◆ **TRABAJO POR REALIZAR**:
#1 Según el texto sobre el enfoque junguiano, ¿cuál es el centro de la conciencia?
#2 Transcribe del texto sobre el enfoque junguiano el fragmento que va desde "Lo que distingue" hasta "su centro mayor.".
#3 Enumera los elementos que, según el texto sobre el enfoque junguiano, incluye la personalidad global.

◆ **TEXTO PROPORCIONADO**:
========================================

Lo que distingue al enfoque junguiano de cualquier otra visión psicológica es la idea de que existen dos centros de la personalidad, el ego –que constituye el centro de la conciencia– y el Yo –el centro de la personalidad global (que incluye la conciencia, el inconsciente y el ego). El Yo es, al mismo tiempo, la Totalidad y el centro mientras que el ego es un pequeño círculo excéntrico contenido dentro de la totalidad. También podríamos decir que el ego es el centro menor de la personalidad y que el Yo, en cambio, es su centro mayor.

========================================

Imágenes para la localización de objetos:

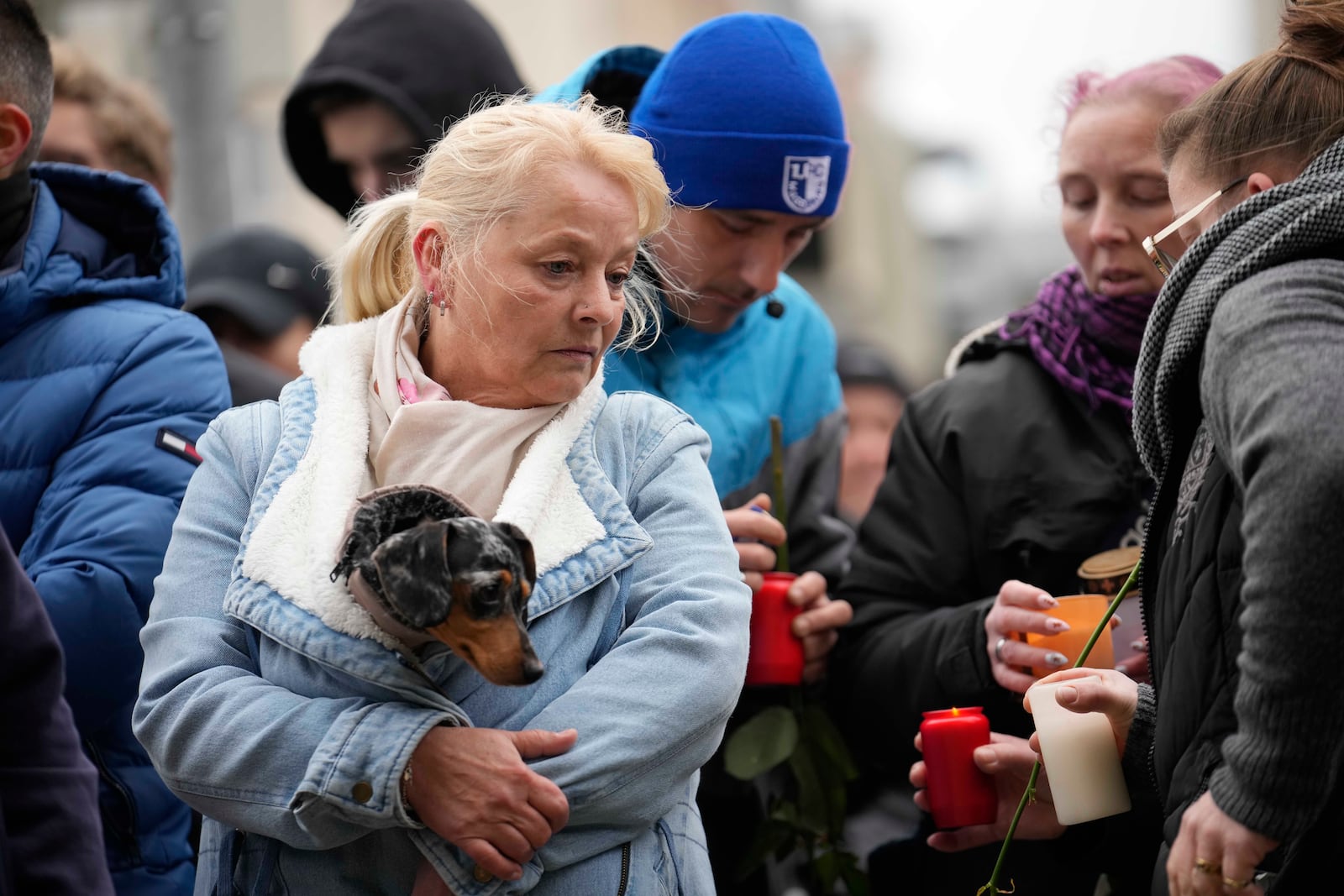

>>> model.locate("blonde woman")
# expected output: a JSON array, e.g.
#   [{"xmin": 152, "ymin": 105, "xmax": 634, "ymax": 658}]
[{"xmin": 136, "ymin": 101, "xmax": 750, "ymax": 896}]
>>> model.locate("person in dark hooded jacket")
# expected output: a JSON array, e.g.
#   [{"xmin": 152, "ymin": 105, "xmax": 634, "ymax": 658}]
[
  {"xmin": 0, "ymin": 529, "xmax": 112, "ymax": 896},
  {"xmin": 827, "ymin": 56, "xmax": 1221, "ymax": 893},
  {"xmin": 0, "ymin": 0, "xmax": 228, "ymax": 896},
  {"xmin": 284, "ymin": 0, "xmax": 522, "ymax": 217}
]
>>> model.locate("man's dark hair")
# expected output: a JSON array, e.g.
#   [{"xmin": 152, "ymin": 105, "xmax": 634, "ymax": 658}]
[{"xmin": 0, "ymin": 0, "xmax": 52, "ymax": 170}]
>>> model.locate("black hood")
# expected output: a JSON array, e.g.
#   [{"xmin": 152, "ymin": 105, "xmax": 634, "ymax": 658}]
[{"xmin": 284, "ymin": 0, "xmax": 522, "ymax": 217}]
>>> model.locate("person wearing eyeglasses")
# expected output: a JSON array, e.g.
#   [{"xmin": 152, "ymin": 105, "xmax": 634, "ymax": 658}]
[
  {"xmin": 911, "ymin": 0, "xmax": 1344, "ymax": 896},
  {"xmin": 828, "ymin": 56, "xmax": 1221, "ymax": 893}
]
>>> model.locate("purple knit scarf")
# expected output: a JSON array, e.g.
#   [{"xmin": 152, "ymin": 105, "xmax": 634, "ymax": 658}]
[{"xmin": 999, "ymin": 265, "xmax": 1158, "ymax": 415}]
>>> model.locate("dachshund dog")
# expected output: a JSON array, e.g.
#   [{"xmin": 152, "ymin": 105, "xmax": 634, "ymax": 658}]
[{"xmin": 331, "ymin": 485, "xmax": 544, "ymax": 685}]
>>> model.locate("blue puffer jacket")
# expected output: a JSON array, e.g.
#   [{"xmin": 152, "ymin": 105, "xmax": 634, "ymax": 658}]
[{"xmin": 0, "ymin": 165, "xmax": 228, "ymax": 896}]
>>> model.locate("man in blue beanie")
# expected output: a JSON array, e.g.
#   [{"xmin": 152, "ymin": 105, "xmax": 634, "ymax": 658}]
[{"xmin": 536, "ymin": 13, "xmax": 853, "ymax": 893}]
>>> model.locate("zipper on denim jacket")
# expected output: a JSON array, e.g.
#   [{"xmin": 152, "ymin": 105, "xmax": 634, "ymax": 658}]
[{"xmin": 616, "ymin": 844, "xmax": 630, "ymax": 896}]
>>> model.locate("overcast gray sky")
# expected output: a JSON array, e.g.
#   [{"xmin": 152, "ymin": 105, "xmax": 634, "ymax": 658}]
[{"xmin": 805, "ymin": 0, "xmax": 1259, "ymax": 228}]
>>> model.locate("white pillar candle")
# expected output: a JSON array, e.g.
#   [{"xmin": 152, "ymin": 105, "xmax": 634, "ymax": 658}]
[{"xmin": 1026, "ymin": 679, "xmax": 1129, "ymax": 825}]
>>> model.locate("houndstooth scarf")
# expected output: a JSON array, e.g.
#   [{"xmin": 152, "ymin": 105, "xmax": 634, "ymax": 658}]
[{"xmin": 1134, "ymin": 139, "xmax": 1344, "ymax": 482}]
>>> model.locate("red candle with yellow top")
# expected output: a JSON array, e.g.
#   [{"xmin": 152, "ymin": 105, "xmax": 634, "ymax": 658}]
[{"xmin": 919, "ymin": 706, "xmax": 999, "ymax": 829}]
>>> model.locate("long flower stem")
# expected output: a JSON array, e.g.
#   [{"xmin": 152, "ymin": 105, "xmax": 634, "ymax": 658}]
[
  {"xmin": 770, "ymin": 417, "xmax": 789, "ymax": 572},
  {"xmin": 976, "ymin": 558, "xmax": 1144, "ymax": 896}
]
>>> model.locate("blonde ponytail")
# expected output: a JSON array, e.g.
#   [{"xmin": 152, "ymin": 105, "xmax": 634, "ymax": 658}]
[{"xmin": 327, "ymin": 190, "xmax": 418, "ymax": 324}]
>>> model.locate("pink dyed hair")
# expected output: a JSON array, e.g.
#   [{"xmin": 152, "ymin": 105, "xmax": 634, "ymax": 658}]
[{"xmin": 1064, "ymin": 55, "xmax": 1223, "ymax": 125}]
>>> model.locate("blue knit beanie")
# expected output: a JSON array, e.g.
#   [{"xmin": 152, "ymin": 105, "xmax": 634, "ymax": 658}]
[{"xmin": 630, "ymin": 12, "xmax": 849, "ymax": 217}]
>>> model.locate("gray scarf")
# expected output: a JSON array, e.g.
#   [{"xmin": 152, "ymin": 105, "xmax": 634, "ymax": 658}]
[{"xmin": 1134, "ymin": 139, "xmax": 1344, "ymax": 482}]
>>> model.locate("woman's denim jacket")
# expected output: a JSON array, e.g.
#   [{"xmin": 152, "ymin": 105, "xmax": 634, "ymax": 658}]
[{"xmin": 134, "ymin": 321, "xmax": 750, "ymax": 896}]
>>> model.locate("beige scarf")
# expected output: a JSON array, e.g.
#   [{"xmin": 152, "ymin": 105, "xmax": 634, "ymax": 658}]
[{"xmin": 367, "ymin": 294, "xmax": 564, "ymax": 520}]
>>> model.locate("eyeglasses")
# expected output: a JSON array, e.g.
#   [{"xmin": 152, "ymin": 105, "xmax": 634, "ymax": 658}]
[{"xmin": 1144, "ymin": 177, "xmax": 1246, "ymax": 280}]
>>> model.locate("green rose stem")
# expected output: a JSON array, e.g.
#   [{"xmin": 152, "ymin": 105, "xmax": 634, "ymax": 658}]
[
  {"xmin": 770, "ymin": 417, "xmax": 789, "ymax": 572},
  {"xmin": 976, "ymin": 558, "xmax": 1144, "ymax": 896}
]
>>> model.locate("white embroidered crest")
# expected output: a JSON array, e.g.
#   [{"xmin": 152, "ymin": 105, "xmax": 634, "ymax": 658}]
[{"xmin": 784, "ymin": 156, "xmax": 831, "ymax": 215}]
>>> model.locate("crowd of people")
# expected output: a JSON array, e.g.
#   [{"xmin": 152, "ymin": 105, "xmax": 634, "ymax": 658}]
[{"xmin": 0, "ymin": 0, "xmax": 1344, "ymax": 896}]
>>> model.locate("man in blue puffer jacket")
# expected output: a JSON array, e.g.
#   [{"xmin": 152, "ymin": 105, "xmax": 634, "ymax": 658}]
[
  {"xmin": 0, "ymin": 2, "xmax": 228, "ymax": 896},
  {"xmin": 536, "ymin": 12, "xmax": 853, "ymax": 896}
]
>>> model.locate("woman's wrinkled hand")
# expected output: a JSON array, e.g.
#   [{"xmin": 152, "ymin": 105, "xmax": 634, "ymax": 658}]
[
  {"xmin": 788, "ymin": 571, "xmax": 853, "ymax": 684},
  {"xmin": 910, "ymin": 732, "xmax": 1064, "ymax": 853},
  {"xmin": 1167, "ymin": 791, "xmax": 1278, "ymax": 896},
  {"xmin": 407, "ymin": 726, "xmax": 578, "ymax": 880}
]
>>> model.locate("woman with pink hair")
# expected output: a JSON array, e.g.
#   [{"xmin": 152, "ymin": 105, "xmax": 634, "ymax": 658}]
[{"xmin": 828, "ymin": 56, "xmax": 1221, "ymax": 894}]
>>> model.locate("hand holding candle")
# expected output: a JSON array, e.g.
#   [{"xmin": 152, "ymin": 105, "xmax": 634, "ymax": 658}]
[
  {"xmin": 919, "ymin": 706, "xmax": 999, "ymax": 829},
  {"xmin": 746, "ymin": 417, "xmax": 804, "ymax": 685},
  {"xmin": 1026, "ymin": 679, "xmax": 1129, "ymax": 825}
]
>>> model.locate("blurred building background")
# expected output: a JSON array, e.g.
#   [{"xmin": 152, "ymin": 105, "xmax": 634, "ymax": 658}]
[{"xmin": 35, "ymin": 0, "xmax": 1282, "ymax": 385}]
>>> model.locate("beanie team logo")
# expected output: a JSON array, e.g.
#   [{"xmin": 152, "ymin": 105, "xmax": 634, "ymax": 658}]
[{"xmin": 784, "ymin": 156, "xmax": 831, "ymax": 215}]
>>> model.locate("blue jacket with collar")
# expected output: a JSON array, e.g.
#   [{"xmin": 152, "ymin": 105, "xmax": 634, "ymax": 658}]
[
  {"xmin": 533, "ymin": 45, "xmax": 855, "ymax": 589},
  {"xmin": 136, "ymin": 321, "xmax": 750, "ymax": 896},
  {"xmin": 0, "ymin": 165, "xmax": 228, "ymax": 896}
]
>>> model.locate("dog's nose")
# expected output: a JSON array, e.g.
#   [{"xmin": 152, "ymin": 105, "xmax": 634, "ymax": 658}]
[{"xmin": 522, "ymin": 657, "xmax": 546, "ymax": 684}]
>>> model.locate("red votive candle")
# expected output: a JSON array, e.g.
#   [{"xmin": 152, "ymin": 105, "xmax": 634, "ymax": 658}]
[
  {"xmin": 748, "ymin": 572, "xmax": 802, "ymax": 685},
  {"xmin": 919, "ymin": 706, "xmax": 999, "ymax": 829}
]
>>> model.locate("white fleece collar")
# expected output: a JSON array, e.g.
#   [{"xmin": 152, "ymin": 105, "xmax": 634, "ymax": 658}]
[{"xmin": 242, "ymin": 318, "xmax": 606, "ymax": 649}]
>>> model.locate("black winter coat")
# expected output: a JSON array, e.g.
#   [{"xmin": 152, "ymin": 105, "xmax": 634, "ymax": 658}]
[{"xmin": 827, "ymin": 338, "xmax": 1156, "ymax": 896}]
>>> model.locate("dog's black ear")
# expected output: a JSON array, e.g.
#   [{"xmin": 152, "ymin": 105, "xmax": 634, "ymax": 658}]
[
  {"xmin": 372, "ymin": 522, "xmax": 453, "ymax": 631},
  {"xmin": 496, "ymin": 522, "xmax": 536, "ymax": 585}
]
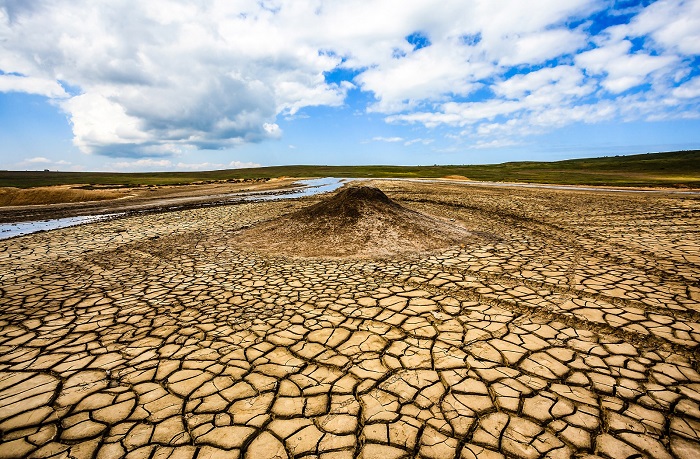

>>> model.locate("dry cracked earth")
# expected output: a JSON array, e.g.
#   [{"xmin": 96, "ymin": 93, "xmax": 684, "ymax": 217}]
[{"xmin": 0, "ymin": 182, "xmax": 700, "ymax": 459}]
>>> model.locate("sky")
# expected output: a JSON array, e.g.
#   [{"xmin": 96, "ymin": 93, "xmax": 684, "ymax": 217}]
[{"xmin": 0, "ymin": 0, "xmax": 700, "ymax": 172}]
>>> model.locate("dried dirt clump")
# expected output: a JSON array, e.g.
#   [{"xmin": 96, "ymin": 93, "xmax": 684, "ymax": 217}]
[{"xmin": 232, "ymin": 186, "xmax": 474, "ymax": 258}]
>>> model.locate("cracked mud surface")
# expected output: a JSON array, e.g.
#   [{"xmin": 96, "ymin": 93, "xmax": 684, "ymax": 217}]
[{"xmin": 0, "ymin": 182, "xmax": 700, "ymax": 459}]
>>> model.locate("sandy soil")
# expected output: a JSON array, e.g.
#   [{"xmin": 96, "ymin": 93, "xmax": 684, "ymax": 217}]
[
  {"xmin": 0, "ymin": 177, "xmax": 299, "ymax": 223},
  {"xmin": 0, "ymin": 181, "xmax": 700, "ymax": 459}
]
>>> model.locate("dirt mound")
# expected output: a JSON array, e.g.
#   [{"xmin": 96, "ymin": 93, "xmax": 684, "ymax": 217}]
[{"xmin": 231, "ymin": 186, "xmax": 472, "ymax": 257}]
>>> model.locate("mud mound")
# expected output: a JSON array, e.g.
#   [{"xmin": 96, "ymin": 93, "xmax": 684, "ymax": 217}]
[{"xmin": 231, "ymin": 186, "xmax": 472, "ymax": 257}]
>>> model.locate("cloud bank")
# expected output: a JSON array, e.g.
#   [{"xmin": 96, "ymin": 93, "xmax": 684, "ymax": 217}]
[{"xmin": 0, "ymin": 0, "xmax": 700, "ymax": 158}]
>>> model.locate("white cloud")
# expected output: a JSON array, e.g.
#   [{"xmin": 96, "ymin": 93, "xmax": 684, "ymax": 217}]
[
  {"xmin": 404, "ymin": 137, "xmax": 434, "ymax": 147},
  {"xmin": 24, "ymin": 156, "xmax": 53, "ymax": 164},
  {"xmin": 673, "ymin": 77, "xmax": 700, "ymax": 99},
  {"xmin": 0, "ymin": 0, "xmax": 700, "ymax": 158},
  {"xmin": 0, "ymin": 75, "xmax": 68, "ymax": 99},
  {"xmin": 576, "ymin": 40, "xmax": 677, "ymax": 93}
]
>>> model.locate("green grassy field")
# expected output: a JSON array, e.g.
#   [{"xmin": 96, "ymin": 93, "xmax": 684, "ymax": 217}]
[{"xmin": 0, "ymin": 150, "xmax": 700, "ymax": 188}]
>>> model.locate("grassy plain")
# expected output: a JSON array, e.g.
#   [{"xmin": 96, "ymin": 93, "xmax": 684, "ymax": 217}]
[{"xmin": 0, "ymin": 150, "xmax": 700, "ymax": 188}]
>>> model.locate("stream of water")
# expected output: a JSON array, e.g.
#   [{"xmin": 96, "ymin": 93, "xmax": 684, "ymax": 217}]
[{"xmin": 0, "ymin": 177, "xmax": 350, "ymax": 239}]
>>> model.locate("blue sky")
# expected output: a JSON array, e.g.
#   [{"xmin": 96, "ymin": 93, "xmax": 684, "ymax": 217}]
[{"xmin": 0, "ymin": 0, "xmax": 700, "ymax": 171}]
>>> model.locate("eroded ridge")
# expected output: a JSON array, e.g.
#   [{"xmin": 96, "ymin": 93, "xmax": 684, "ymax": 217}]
[{"xmin": 0, "ymin": 183, "xmax": 700, "ymax": 459}]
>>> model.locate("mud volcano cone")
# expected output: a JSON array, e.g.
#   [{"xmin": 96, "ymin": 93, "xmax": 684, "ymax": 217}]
[{"xmin": 233, "ymin": 186, "xmax": 471, "ymax": 257}]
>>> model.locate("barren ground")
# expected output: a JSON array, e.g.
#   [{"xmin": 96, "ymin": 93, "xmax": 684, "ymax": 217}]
[{"xmin": 0, "ymin": 182, "xmax": 700, "ymax": 459}]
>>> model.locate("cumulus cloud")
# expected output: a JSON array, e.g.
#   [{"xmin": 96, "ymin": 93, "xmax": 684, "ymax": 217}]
[
  {"xmin": 0, "ymin": 74, "xmax": 68, "ymax": 99},
  {"xmin": 0, "ymin": 0, "xmax": 700, "ymax": 156}
]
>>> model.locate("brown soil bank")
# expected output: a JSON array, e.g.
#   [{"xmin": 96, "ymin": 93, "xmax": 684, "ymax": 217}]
[{"xmin": 232, "ymin": 186, "xmax": 474, "ymax": 258}]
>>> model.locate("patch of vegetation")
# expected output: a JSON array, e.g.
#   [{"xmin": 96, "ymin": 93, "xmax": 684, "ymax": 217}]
[{"xmin": 0, "ymin": 150, "xmax": 700, "ymax": 188}]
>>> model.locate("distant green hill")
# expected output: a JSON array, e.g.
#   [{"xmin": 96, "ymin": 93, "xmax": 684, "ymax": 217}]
[{"xmin": 0, "ymin": 150, "xmax": 700, "ymax": 188}]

========================================

◆ **RESPUESTAS POR PUNTO**:
#1 El ego.

#2
Lo que distingue al enfoque junguiano de cualquier otra visión psicológica es la idea de que existen dos centros de la personalidad, el ego –que constituye el centro de la conciencia– y el Yo –el centro de la personalidad global (que incluye la conciencia, el inconsciente y el ego). El Yo es, al mismo tiempo, la Totalidad y el centro mientras que el ego es un pequeño círculo excéntrico contenido dentro de la totalidad. También podríamos decir que el ego es el centro menor de la personalidad y que el Yo, en cambio, es su centro mayor.

#3 La conciencia, el inconsciente y el ego.